• **Required action 1**
Summarize the passage on free expression in two sentences.
• **Required action 2**
Render this sentence from the passage on free expression in Spanish: "It’s a semi-right; a right with a whole lot of strings."
• **Required action 3**
In the passage on free expression, what did the Civil Rights Act give racial minorities?

==== Given text

The exercise of these freedoms, since it carries with it duties and responsibilities, may be subject to such formalities, conditions, restrictions or penalties as are prescribed by law and are necessary in a democratic society, in the interests of national security, territorial integrity or public safety, for the prevention of disorder or crime, for the protection of health or morals, for the protection of the reputation or rights of others, for preventing the disclosure of information received in confidence, or for maintaining the authority and impartiality of the judiciary.

In Europe, you have a right to free expression at the discretion of the democratically-elected authorities. And that’s not really a right at all. It’s a semi-right; a right with a whole lot of strings. You have the right to life — so long as the other 51% don’t vote to cook and eat you. 

But America’s constitutional republic is a long-gone ideal. America’s Congress pumps out a wealth of legislation not specifically authorised by the Constitution. The first breaches were done with the best of intentions: the Fourteenth Amendment applied the Bill of Rights to the states, albeit shredding the Ninth and Tenth Amendments. The Civil Rights Act gave racial minorities equal accessto public and private facilities, thereby ending the right of property owners to discriminate against whomever they chose. I am broadly supportive of those measures. But later breaches have been much more dangerous.

========
==== Extracted material

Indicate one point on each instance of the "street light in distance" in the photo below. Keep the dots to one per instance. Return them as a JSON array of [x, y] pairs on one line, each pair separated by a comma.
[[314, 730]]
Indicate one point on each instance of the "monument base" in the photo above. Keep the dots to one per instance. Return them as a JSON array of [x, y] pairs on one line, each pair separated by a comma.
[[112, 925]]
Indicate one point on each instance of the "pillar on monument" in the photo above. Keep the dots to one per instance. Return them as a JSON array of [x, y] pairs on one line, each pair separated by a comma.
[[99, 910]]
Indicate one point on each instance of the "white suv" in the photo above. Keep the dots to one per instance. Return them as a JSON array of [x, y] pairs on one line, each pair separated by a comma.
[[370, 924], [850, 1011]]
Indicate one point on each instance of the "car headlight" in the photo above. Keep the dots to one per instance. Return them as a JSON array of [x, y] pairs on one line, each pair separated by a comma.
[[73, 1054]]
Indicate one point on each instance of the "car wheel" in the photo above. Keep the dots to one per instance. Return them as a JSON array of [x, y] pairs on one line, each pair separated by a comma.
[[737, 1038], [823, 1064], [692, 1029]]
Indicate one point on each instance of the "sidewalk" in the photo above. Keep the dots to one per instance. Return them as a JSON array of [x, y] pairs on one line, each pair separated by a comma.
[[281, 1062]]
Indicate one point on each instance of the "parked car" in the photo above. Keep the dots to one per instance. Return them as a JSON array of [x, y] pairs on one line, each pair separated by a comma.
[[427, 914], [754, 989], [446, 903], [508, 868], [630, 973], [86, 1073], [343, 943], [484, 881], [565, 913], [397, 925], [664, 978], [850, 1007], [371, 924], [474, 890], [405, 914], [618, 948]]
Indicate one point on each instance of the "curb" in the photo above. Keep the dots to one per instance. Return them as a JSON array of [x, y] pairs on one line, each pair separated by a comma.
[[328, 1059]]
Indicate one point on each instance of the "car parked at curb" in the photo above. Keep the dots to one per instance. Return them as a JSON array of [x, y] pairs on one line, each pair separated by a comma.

========

• **Written reply 1**
The passage quotes a provision stating that the exercise of certain freedoms may be subject to formalities, conditions, restrictions or penalties prescribed by law and necessary in a democratic society, and it argues that free expression in Europe is therefore only a semi-right held at the discretion of democratically elected authorities. It also calls America's constitutional republic a long-gone ideal, since Congress passes legislation the Constitution does not specifically authorize, and it says that early breaches had good intentions but later ones have been much more dangerous.

• **Written reply 2**
Es un semiderecho; un derecho con un montón de condiciones.

• **Written reply 3**
Equal access to public and private facilities.